-- begin GIVEN TEXT --

Following a contentious markup session, a key House Committee approved legislation on June 11 that would address the funding problems facing multiemployer pension plans. 

The House Education & Labor Committee’s approval of an amended version of the Rehabilitation for Multiemployer Pensions Act (H.R. 397) (dubbed the “Butch Lewis Act” by its sponsors) came after Republican committee members made strong allegations that the committee had not adequately considered the bill’s ramifications and had shut down debate on the bill. “It is simply irresponsible to bring a bill addressing such a complex and far-reaching issue before the Committee for markup with only days’ notice,” argued Rep. Virginia Foxx (R-NC), the ranking Republican on the committee. 

But the bill is a priority of Ways & Means Committee Chairman Richard Neal (D-MA). “More than a million Americans are in multiemployer pension plans that are quickly running out of money, putting families across the country at risk of unexpected financial hardship,” Neal stated after the legislation was approved by the Education & Labor Committee. “It’s simply not right that – by no fault of their own – these workers and retirees could lose decades’ worth of savings they earned and chose to take instead of wage increases.”

-- end GIVEN TEXT --
-- begin ENTRIES SHOWN --

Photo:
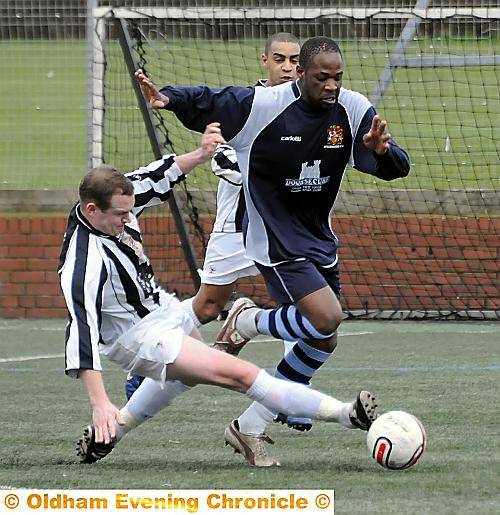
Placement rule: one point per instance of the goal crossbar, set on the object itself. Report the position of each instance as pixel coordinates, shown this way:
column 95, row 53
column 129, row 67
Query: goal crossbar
column 234, row 13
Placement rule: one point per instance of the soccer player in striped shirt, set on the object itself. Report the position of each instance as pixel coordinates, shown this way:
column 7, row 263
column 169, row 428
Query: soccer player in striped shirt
column 117, row 309
column 293, row 143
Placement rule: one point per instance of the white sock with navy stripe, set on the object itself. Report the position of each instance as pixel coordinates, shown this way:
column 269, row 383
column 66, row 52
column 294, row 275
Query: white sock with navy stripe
column 297, row 400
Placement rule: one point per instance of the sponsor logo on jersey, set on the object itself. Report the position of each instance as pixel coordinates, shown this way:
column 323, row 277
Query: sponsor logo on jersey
column 335, row 137
column 309, row 179
column 291, row 138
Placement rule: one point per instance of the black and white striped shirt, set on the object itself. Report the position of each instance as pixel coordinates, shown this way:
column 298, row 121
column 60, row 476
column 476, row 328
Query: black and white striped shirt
column 108, row 282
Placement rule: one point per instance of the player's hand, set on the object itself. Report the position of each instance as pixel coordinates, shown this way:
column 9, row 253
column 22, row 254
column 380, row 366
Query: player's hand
column 376, row 138
column 211, row 138
column 156, row 99
column 104, row 416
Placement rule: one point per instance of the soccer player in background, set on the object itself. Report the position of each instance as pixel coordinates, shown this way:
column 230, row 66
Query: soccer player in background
column 116, row 308
column 293, row 143
column 225, row 261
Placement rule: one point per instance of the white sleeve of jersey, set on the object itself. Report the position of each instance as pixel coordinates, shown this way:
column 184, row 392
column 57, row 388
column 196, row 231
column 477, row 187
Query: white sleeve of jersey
column 225, row 165
column 356, row 106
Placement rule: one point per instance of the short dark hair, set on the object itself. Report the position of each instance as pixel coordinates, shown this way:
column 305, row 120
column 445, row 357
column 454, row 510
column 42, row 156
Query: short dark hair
column 315, row 46
column 280, row 37
column 101, row 183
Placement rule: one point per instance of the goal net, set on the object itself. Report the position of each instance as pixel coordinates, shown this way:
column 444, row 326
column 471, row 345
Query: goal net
column 423, row 246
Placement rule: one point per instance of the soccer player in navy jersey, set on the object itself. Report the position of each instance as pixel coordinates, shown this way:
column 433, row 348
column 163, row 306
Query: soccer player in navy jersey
column 116, row 308
column 293, row 143
column 225, row 261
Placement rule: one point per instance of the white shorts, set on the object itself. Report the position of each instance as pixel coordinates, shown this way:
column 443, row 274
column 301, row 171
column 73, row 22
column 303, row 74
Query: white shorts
column 225, row 259
column 154, row 342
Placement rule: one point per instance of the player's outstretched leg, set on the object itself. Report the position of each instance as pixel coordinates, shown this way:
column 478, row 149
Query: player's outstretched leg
column 359, row 414
column 88, row 450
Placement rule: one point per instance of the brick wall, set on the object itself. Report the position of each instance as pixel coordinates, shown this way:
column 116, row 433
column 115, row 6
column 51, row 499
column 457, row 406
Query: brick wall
column 390, row 263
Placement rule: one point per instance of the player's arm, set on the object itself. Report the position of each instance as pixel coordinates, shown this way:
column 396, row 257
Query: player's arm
column 104, row 412
column 198, row 106
column 225, row 165
column 375, row 152
column 154, row 182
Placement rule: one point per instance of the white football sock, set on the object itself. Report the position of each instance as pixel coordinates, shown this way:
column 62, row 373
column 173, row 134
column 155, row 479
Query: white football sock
column 296, row 400
column 187, row 306
column 254, row 420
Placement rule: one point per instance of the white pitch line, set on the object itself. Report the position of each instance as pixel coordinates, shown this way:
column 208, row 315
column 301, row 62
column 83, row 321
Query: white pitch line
column 30, row 358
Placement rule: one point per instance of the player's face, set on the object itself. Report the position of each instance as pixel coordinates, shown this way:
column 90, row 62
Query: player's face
column 281, row 62
column 111, row 221
column 320, row 83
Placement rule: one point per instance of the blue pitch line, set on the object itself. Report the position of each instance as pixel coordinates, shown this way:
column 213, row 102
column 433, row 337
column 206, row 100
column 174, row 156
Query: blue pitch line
column 452, row 368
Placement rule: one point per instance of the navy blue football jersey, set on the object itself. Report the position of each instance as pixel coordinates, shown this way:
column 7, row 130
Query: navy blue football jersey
column 292, row 159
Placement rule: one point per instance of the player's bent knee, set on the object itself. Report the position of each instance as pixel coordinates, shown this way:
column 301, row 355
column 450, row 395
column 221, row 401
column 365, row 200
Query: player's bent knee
column 239, row 376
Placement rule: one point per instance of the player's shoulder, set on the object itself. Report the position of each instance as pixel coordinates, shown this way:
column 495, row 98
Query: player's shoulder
column 288, row 91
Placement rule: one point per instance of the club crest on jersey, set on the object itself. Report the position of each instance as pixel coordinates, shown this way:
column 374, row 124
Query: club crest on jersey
column 309, row 179
column 335, row 137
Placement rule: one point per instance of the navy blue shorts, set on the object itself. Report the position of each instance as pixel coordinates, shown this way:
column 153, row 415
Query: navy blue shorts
column 291, row 281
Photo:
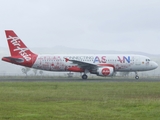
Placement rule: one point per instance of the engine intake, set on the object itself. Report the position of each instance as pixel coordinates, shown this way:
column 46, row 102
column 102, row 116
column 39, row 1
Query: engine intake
column 105, row 71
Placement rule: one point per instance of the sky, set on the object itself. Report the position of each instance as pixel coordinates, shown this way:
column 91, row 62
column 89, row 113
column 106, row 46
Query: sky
column 120, row 25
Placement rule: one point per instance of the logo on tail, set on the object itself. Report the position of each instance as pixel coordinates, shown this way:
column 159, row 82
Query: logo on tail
column 17, row 47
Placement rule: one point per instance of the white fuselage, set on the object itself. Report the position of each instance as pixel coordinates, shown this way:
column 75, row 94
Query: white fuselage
column 119, row 62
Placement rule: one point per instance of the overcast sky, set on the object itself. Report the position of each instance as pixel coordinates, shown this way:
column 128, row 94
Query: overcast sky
column 121, row 25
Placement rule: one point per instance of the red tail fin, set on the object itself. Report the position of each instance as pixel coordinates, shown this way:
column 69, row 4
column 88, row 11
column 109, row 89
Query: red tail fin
column 20, row 54
column 17, row 47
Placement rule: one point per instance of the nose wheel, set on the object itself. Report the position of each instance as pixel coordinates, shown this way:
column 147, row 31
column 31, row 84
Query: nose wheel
column 84, row 76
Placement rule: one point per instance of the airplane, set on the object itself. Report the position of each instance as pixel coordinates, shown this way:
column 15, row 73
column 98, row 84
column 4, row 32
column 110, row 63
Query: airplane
column 104, row 65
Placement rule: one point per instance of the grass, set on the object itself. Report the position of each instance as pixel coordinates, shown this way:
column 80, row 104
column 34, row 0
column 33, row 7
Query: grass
column 79, row 100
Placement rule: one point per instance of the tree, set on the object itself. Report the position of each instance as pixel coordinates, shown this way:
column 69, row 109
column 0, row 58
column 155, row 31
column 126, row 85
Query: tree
column 25, row 70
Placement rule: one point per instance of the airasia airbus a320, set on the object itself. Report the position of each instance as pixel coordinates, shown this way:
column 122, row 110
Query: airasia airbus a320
column 100, row 64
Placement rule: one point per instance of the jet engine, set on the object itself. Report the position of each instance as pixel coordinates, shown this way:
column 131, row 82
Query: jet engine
column 105, row 71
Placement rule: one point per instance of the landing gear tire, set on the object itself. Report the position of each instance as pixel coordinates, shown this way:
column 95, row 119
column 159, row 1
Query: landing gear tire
column 137, row 77
column 84, row 76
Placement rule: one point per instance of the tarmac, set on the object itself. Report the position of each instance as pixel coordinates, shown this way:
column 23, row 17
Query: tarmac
column 78, row 80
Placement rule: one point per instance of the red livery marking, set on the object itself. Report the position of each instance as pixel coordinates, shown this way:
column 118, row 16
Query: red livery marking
column 105, row 71
column 66, row 59
column 75, row 69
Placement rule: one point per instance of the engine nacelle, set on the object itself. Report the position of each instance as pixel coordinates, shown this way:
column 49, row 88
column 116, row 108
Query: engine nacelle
column 105, row 71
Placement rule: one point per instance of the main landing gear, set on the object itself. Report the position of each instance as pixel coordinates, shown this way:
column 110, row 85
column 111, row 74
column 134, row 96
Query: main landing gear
column 84, row 76
column 136, row 77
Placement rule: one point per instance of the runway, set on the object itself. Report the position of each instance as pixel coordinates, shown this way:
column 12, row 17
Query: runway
column 78, row 80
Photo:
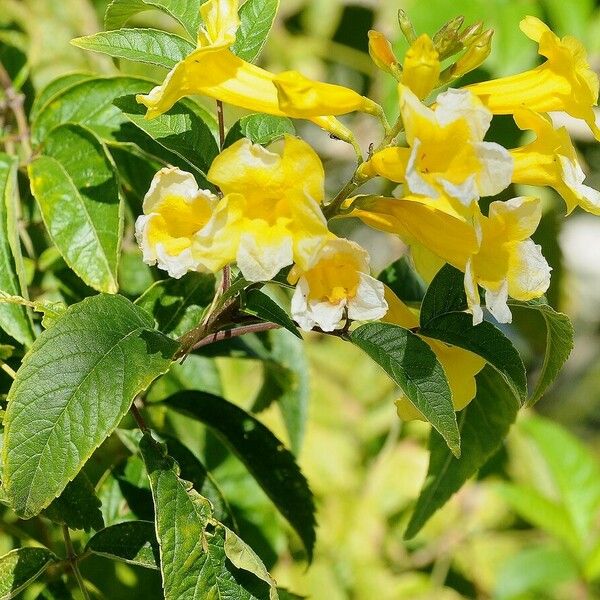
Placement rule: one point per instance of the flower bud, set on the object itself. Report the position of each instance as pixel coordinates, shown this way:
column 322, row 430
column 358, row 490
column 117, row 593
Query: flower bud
column 381, row 52
column 421, row 68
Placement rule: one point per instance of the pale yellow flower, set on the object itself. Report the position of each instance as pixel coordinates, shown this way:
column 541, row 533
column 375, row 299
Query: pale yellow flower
column 337, row 283
column 272, row 205
column 179, row 224
column 565, row 82
column 551, row 160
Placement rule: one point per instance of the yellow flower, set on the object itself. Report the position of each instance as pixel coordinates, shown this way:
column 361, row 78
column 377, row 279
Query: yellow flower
column 179, row 224
column 460, row 366
column 213, row 70
column 272, row 206
column 508, row 262
column 337, row 281
column 551, row 160
column 447, row 154
column 565, row 82
column 421, row 67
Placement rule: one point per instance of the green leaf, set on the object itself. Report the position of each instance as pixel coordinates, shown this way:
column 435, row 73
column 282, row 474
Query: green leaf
column 559, row 344
column 20, row 567
column 256, row 20
column 403, row 281
column 72, row 390
column 261, row 129
column 78, row 506
column 13, row 318
column 178, row 304
column 267, row 459
column 192, row 554
column 442, row 318
column 484, row 424
column 76, row 188
column 258, row 304
column 133, row 542
column 180, row 130
column 411, row 363
column 187, row 12
column 140, row 45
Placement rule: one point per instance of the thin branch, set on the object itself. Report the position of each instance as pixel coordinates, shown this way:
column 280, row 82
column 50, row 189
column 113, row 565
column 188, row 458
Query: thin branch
column 72, row 558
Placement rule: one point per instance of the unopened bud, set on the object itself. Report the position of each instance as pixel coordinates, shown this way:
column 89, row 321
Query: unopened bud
column 406, row 27
column 381, row 52
column 421, row 68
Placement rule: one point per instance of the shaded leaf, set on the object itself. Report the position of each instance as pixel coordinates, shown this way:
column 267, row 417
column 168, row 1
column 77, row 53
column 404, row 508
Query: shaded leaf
column 73, row 388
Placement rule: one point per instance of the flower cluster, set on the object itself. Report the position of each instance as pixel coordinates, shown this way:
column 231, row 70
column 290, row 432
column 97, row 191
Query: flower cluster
column 270, row 212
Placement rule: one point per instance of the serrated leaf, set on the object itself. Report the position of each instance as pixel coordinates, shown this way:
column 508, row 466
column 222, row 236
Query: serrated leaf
column 559, row 344
column 133, row 542
column 13, row 318
column 484, row 424
column 256, row 20
column 73, row 388
column 267, row 459
column 139, row 45
column 187, row 12
column 20, row 567
column 76, row 188
column 192, row 556
column 179, row 130
column 258, row 304
column 78, row 506
column 178, row 304
column 413, row 366
column 261, row 129
column 442, row 318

-- end ENTRIES SHOWN --

● **PROBLEMS TO WORK ON**:
1 - Reproduce the part of the pension bill article that begins at the words "Following a contentious" and stops after the words "multiemployer pension plans.".
2 - In the pension bill article, what nickname did the sponsors give H.R. 397?
3 - Write the next part of the article about the multiemployer pension bill, picking up after its final sentence.

● **ANSWERS TO EACH TASK**:
1 -
Following a contentious markup session, a key House Committee approved legislation on June 11 that would address the funding problems facing multiemployer pension plans.

2 - The "Butch Lewis Act."

3 -
The Ways & Means Committee will consider the legislation next before it moves to the full House for consideration. 

Key Provisions

According to a summary of the legislation, it calls for the creation of the Pension Rehabilitation Administration (PRA), a new agency within the Treasury Department that would be headed by a director appointed by the president to serve a five-year term.

The PRA would issue government bonds to finance loans to multiemployer pension plans, plans that have suspended benefits, and some recently insolvent plans currently receiving assistance from the Pension Benefit Guaranty Corporation (PBGC). The loan amount would be the amount of cash needed to fund the plan’s obligations for the benefits of participants and beneficiaries in pay status at the time the loan is made. The bill would not cut any benefits.

Plans that receive a loan would be required to fund the plan’s obligations to those in pay status in one of three ways:

  • annuity purchase;
  • cash matching or duration matching portfolios; or
  • some other portfolio prescribed by the Treasury Secretary in regulations which has a similar risk profile as cash matching and duration matching and is equally protective of participants’ and beneficiaries’ interests.

Except in the case of an annuity purchase, the PRA would maintain oversight over all loan proceeds used to fund retiree liabilities. Such oversight would include a mandatory triennial review of the adequacy of the portfolio to fund retiree benefits.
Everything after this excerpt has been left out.